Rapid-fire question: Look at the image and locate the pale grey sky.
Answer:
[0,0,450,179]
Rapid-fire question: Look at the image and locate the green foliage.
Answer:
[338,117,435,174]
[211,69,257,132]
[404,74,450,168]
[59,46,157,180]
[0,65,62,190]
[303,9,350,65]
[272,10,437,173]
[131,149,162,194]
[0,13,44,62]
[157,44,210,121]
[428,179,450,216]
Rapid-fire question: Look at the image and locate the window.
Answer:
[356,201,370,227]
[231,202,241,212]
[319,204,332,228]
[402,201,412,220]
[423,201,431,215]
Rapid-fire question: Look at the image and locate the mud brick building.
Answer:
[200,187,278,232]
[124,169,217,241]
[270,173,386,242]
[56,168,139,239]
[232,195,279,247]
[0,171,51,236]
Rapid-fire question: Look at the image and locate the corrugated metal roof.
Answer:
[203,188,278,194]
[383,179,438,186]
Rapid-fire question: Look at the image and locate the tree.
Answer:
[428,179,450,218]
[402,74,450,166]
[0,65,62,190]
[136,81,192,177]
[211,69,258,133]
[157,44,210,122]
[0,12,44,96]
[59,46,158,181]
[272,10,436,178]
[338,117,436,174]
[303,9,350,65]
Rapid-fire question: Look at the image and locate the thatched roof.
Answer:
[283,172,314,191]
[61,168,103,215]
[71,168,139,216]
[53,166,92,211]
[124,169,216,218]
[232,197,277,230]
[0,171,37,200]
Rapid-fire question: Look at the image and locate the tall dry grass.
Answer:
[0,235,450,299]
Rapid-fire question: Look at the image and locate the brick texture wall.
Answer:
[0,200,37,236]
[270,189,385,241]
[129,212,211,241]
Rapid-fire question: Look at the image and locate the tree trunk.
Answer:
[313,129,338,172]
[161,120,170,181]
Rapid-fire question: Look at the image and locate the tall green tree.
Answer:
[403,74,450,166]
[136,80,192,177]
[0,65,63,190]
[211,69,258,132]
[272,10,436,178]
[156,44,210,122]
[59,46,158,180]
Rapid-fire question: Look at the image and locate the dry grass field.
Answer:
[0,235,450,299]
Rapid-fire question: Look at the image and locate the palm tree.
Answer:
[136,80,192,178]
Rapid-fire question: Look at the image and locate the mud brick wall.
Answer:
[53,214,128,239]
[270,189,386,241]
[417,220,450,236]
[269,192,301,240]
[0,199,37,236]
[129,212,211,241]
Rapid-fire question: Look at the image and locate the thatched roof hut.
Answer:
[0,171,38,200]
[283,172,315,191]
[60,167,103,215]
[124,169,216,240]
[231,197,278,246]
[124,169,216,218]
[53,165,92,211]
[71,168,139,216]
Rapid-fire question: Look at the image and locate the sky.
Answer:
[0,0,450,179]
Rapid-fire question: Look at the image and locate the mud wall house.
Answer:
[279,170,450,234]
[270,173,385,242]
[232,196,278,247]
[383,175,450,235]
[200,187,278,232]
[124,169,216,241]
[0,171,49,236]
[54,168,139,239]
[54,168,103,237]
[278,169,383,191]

--- --- ---

- _Work instructions_: Rewrite the data from the line containing "the thatched roof." through the end of the data, changing every "dry grass" to "parched grass" and leaving all else unchanged. Give only those lines.

- _Task result_:
Rapid-fire question: Look at the image and locate the thatched roof.
Answer:
[283,172,314,191]
[61,168,103,215]
[71,168,139,216]
[53,166,92,211]
[124,169,216,218]
[232,197,277,230]
[0,171,37,200]
Rapid-fire question: Look at the image and locate the tall parched grass.
Answer:
[0,235,450,299]
Rapid-fire question: Look at the image and locate the brick texture wall.
Answer:
[0,200,37,236]
[270,189,385,241]
[129,212,211,241]
Rapid-fire question: Look at the image and locate the tree trunk.
Answer:
[313,129,338,172]
[161,120,170,181]
Rapid-fire question: Look at the image and locate the tall green tree.
Answer:
[403,74,450,166]
[136,80,192,177]
[0,65,63,190]
[211,69,258,132]
[272,10,436,178]
[156,44,210,122]
[59,46,158,180]
Rapid-fire question: Look at the image and locate the parched grass field.
Answer:
[0,235,450,299]
Rapid-fire question: Look at the image and locate the palm tree.
Answer:
[136,80,192,178]
Rapid-fire question: Look at the image and locate the mud brick wall.
Answer:
[53,214,128,239]
[270,189,386,241]
[417,220,450,236]
[269,192,301,240]
[0,199,37,236]
[129,212,211,241]
Rapid-fire question: Look at the image and locate the thatched roof hut.
Answer:
[0,171,38,200]
[283,172,315,191]
[60,167,103,215]
[124,169,216,240]
[231,197,278,246]
[124,169,216,218]
[53,165,92,211]
[71,168,139,216]
Rapid-fire question: Look at the image and locate the sky.
Answer:
[0,0,450,179]
Rapid-fire question: Look at the image and locate the mud wall house.
Answer:
[279,170,450,234]
[270,173,385,242]
[232,196,278,247]
[383,175,450,235]
[200,187,278,232]
[124,169,216,241]
[0,171,49,236]
[54,168,139,239]
[54,168,103,237]
[278,169,383,191]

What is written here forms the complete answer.